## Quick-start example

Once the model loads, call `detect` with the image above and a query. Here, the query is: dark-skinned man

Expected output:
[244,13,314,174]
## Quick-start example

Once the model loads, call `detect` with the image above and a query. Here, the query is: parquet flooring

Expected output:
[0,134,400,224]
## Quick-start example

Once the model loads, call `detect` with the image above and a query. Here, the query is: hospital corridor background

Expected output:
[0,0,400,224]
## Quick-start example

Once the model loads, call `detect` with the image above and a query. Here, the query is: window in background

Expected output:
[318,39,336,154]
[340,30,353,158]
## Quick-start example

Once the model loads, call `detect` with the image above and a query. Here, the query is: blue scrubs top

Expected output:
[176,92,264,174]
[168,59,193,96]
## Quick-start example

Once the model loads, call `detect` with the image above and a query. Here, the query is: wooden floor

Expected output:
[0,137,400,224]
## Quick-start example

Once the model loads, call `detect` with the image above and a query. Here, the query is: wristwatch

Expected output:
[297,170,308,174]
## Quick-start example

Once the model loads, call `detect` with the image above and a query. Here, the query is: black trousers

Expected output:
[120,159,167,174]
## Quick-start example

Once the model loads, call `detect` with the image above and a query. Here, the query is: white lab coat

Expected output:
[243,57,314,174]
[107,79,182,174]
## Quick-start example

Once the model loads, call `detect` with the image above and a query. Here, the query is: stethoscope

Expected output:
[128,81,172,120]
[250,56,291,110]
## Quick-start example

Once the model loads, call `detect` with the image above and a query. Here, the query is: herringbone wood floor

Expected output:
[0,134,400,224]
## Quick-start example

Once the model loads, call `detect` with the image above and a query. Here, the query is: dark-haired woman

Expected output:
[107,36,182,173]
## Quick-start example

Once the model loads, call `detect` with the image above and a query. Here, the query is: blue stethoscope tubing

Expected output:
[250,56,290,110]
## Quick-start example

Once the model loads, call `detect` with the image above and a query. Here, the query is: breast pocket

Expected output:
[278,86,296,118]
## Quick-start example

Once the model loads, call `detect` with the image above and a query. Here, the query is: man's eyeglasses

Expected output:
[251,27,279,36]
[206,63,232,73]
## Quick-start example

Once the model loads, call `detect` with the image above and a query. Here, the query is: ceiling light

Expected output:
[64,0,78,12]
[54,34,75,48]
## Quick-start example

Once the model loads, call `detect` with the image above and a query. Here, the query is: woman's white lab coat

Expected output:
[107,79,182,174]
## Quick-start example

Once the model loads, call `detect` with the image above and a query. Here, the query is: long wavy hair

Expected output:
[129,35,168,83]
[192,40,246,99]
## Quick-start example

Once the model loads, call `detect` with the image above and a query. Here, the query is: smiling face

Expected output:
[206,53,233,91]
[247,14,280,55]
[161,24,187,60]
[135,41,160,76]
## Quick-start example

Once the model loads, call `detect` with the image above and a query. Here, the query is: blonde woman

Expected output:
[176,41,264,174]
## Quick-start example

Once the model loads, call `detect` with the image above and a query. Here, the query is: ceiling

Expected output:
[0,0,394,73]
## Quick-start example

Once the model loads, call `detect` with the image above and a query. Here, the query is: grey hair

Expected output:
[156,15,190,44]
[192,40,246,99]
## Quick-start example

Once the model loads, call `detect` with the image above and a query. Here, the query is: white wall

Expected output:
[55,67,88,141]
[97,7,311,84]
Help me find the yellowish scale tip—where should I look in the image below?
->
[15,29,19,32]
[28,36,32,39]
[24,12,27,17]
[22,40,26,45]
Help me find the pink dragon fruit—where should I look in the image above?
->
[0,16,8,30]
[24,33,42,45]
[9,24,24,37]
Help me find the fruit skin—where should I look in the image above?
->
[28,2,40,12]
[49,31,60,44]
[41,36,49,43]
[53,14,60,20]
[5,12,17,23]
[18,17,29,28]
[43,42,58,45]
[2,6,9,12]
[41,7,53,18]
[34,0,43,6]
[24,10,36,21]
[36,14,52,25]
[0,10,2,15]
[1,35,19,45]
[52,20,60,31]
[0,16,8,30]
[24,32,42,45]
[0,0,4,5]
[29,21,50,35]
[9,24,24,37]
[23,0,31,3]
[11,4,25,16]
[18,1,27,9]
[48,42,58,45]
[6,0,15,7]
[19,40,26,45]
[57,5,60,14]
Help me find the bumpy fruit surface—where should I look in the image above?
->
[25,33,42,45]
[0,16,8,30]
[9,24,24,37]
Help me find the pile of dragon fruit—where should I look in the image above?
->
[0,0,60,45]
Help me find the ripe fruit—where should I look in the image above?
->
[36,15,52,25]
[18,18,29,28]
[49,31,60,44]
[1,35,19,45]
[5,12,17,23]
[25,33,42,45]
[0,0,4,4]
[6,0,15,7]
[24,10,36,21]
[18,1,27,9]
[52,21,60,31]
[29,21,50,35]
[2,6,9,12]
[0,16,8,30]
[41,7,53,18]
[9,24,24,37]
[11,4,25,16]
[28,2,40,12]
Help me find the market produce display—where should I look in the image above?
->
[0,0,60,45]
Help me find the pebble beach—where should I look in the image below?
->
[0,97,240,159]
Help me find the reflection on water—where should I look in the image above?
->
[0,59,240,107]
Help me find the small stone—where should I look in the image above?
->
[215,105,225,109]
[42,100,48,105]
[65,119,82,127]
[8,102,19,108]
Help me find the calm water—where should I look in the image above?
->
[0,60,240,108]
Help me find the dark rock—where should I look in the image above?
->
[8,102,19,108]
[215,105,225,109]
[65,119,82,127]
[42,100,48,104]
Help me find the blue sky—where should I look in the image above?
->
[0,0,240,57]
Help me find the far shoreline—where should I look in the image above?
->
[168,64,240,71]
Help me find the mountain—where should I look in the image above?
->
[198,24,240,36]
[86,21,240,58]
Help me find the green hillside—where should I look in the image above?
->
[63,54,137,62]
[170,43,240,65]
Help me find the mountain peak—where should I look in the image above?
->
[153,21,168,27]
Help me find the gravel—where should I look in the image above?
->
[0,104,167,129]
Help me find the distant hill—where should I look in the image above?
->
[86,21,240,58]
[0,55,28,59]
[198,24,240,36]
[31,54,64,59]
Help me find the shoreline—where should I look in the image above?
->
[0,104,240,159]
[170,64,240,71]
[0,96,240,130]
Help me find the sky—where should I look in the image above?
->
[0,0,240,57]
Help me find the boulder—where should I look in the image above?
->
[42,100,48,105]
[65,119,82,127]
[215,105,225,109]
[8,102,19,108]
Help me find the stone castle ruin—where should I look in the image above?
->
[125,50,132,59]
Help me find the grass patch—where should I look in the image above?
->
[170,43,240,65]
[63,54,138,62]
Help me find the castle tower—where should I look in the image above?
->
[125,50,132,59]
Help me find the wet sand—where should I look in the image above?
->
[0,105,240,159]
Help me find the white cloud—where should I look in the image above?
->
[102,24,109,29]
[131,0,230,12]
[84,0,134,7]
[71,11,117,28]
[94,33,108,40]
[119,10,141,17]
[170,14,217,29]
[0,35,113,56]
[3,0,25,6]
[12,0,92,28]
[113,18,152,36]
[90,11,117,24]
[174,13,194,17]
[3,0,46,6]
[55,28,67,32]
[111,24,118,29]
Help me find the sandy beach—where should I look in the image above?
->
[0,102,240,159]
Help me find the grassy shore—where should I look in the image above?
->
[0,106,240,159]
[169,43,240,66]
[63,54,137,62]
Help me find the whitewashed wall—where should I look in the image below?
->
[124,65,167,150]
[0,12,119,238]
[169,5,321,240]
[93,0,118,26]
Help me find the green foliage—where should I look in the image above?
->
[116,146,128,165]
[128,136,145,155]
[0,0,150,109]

········

● **AIM**
Starting at the line in the records above that contains "Help me find the castle" and ending at the line that contains "[0,105,240,159]", recast those lines as a JSON list of strings with one string per line, leaving out any blank lines.

● **COMPLETED TASK**
[
  "Help me find the castle tower—where should I look in the image above?",
  "->",
  "[125,50,132,59]",
  "Help me find the wet sand—where should I look in the image above?",
  "->",
  "[0,105,240,159]"
]